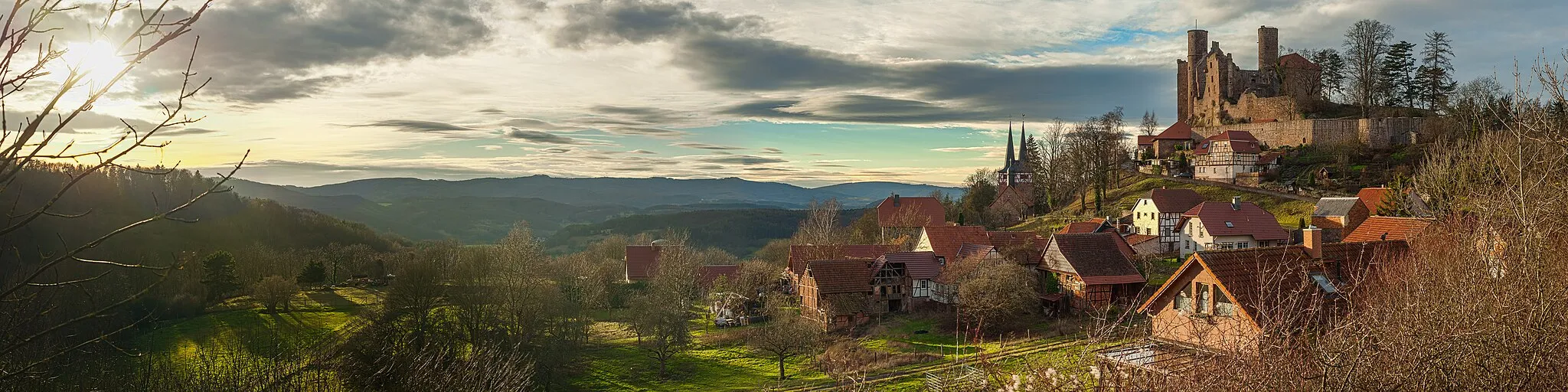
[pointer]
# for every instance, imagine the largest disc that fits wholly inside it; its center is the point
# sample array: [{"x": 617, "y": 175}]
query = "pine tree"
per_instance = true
[
  {"x": 1396, "y": 82},
  {"x": 218, "y": 275},
  {"x": 1435, "y": 76}
]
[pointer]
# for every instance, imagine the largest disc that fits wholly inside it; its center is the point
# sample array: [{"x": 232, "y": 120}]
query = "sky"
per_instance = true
[{"x": 803, "y": 91}]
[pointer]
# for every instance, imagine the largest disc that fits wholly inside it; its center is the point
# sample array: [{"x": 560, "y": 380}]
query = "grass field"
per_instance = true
[{"x": 1288, "y": 212}]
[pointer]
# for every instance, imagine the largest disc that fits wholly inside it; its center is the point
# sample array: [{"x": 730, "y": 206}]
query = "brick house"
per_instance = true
[
  {"x": 1236, "y": 224},
  {"x": 1086, "y": 272},
  {"x": 1338, "y": 217},
  {"x": 1159, "y": 212},
  {"x": 1223, "y": 155},
  {"x": 1225, "y": 303}
]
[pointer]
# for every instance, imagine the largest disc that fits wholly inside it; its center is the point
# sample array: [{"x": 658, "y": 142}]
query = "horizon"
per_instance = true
[{"x": 809, "y": 96}]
:::::
**Exercise description**.
Print all the records again exactly; do not include any picture.

**Finished answer**.
[pointer]
# for every instance, imagine the largest disc that fits wholly inside it; its center is the point
# sample array: [{"x": 617, "y": 175}]
query = "pine tree"
per_instance = true
[
  {"x": 1396, "y": 82},
  {"x": 218, "y": 275},
  {"x": 1435, "y": 76}
]
[pointer]
# for every instance, imagine the largest disc that fits wholly inside it; its center is the point
# sample array: [{"x": 232, "y": 120}]
query = "sky"
per_instance = true
[{"x": 803, "y": 91}]
[pointer]
# for every instance, imagine the largest disc that fits wholly inside it; its center is the point
# sample array: [{"x": 560, "y": 380}]
query = "grass field"
per_instance = true
[{"x": 1288, "y": 212}]
[pointer]
# for every instance, imagine the largest disc that fits wholly inside it; its center is the point
# sample array: [{"x": 730, "y": 206}]
query = "brick house"
per_instance = true
[
  {"x": 1236, "y": 224},
  {"x": 1086, "y": 272},
  {"x": 1338, "y": 217},
  {"x": 1159, "y": 212},
  {"x": 1223, "y": 155},
  {"x": 1225, "y": 303}
]
[pointer]
# for every instance, imagine the largest disc that fits wholly inside it; its center is the point
# sample array: [{"x": 658, "y": 142}]
query = "horizon"
per_instance = true
[{"x": 809, "y": 96}]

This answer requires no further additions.